**ACTIVITY**
Below are the records; collect from them each line containing the string "groundcover".

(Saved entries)
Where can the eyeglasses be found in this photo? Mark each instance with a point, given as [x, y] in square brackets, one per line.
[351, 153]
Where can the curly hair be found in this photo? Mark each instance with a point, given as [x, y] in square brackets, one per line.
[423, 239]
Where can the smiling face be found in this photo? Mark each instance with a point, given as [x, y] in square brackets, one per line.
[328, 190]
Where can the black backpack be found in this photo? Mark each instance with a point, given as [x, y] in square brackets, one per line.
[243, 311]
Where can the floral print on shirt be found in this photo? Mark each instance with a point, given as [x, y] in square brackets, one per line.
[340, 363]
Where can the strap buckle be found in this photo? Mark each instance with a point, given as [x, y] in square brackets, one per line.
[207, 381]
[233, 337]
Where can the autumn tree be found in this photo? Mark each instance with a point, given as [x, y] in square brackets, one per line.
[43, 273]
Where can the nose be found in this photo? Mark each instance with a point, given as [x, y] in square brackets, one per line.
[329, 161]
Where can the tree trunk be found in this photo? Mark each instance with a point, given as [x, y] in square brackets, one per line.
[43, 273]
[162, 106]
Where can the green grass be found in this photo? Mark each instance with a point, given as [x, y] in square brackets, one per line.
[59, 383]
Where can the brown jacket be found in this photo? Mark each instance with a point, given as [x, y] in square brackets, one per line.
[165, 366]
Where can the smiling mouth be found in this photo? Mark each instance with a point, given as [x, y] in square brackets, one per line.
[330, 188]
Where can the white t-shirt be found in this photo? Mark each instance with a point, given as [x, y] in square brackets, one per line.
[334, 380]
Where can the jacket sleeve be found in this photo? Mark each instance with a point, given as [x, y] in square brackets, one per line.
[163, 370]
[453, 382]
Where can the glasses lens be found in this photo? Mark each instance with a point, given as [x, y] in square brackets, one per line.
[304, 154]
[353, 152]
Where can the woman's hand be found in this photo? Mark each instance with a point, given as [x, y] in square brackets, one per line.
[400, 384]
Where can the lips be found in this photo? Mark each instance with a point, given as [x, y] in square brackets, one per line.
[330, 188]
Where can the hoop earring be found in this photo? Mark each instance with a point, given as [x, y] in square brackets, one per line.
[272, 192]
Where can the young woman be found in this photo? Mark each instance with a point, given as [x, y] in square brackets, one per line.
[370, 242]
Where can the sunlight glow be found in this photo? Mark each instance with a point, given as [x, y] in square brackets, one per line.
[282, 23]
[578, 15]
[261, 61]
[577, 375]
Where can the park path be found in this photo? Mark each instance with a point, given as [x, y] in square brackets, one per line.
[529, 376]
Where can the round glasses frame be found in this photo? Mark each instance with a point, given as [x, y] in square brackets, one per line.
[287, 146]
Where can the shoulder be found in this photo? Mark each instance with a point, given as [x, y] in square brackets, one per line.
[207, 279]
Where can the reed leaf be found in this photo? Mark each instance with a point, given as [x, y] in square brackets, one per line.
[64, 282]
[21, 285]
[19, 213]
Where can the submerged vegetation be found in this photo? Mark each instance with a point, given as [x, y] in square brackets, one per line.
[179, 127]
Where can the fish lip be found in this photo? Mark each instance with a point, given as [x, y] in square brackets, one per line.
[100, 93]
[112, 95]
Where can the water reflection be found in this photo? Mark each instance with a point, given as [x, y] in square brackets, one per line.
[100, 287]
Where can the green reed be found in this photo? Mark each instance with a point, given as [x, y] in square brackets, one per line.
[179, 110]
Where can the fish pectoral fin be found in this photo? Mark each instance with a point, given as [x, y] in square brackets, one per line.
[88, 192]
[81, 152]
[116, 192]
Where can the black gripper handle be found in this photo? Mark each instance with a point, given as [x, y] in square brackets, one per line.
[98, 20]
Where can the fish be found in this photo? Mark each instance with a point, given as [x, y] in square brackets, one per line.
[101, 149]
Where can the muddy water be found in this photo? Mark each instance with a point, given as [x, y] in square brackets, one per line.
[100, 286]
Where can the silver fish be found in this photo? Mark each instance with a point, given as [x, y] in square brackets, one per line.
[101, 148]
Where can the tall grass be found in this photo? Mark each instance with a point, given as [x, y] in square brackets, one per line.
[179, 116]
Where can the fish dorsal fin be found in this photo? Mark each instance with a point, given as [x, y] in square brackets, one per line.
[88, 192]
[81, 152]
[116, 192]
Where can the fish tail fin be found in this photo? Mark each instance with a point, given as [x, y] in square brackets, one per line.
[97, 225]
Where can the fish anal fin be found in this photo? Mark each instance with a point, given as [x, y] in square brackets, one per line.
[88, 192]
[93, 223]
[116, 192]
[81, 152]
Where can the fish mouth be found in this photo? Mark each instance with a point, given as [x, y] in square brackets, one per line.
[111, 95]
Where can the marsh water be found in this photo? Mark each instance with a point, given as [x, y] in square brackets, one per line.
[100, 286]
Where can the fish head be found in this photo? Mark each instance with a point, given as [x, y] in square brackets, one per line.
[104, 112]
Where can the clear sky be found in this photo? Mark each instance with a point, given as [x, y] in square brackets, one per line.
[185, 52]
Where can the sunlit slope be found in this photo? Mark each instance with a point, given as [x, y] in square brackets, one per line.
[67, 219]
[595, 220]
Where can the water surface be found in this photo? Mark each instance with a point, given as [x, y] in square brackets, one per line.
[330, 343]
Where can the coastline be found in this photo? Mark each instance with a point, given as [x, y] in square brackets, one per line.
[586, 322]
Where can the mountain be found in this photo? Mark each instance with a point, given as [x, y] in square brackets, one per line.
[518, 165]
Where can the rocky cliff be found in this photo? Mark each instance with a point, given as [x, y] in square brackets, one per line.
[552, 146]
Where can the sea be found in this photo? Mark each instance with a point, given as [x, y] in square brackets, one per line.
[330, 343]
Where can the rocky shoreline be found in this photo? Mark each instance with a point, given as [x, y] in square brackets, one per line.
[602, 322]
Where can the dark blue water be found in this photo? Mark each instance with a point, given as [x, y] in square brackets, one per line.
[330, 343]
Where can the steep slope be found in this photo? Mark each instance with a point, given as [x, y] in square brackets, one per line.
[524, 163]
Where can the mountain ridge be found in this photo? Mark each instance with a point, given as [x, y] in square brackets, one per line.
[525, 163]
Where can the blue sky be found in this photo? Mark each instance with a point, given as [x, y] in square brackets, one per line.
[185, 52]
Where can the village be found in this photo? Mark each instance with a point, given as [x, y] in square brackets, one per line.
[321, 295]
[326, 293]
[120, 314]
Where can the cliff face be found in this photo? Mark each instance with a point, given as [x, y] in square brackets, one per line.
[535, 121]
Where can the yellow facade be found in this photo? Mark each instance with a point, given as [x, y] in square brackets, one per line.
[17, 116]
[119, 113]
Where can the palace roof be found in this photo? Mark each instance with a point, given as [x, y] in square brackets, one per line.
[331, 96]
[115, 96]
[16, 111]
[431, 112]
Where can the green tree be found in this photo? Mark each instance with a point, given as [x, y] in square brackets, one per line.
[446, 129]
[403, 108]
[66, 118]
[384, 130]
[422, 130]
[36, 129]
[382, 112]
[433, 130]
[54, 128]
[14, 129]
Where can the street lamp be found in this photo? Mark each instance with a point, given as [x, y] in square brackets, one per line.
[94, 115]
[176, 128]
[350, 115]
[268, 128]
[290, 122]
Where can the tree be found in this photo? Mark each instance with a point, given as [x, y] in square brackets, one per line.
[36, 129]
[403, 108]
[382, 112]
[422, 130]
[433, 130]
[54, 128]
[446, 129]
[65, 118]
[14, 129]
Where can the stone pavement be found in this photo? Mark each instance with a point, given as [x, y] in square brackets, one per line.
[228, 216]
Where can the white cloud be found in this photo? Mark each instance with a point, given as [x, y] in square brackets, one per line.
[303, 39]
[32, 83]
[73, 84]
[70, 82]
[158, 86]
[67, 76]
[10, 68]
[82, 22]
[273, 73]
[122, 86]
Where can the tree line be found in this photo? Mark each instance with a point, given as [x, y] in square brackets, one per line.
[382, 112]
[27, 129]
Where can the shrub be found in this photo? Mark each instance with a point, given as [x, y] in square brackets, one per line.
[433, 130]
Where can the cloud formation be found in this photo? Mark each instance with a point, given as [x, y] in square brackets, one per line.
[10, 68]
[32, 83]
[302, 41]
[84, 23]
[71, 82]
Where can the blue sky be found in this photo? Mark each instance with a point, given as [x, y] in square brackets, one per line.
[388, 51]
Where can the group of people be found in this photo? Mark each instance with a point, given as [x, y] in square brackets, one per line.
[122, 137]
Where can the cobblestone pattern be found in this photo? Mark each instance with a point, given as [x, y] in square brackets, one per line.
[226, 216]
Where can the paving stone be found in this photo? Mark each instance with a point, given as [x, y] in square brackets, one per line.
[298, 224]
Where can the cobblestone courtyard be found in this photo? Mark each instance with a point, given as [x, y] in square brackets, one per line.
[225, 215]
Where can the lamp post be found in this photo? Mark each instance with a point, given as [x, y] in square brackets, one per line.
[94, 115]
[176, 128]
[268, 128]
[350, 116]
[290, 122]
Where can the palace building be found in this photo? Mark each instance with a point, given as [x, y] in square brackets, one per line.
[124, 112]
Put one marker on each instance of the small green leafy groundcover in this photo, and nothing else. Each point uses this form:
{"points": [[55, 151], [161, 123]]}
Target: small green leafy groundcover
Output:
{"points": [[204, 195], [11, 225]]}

**OUTPUT OF THE EXERCISE**
Put one marker on each instance of the small green leafy groundcover in this photo, and nothing else. Each point uses this form:
Target: small green leafy groundcover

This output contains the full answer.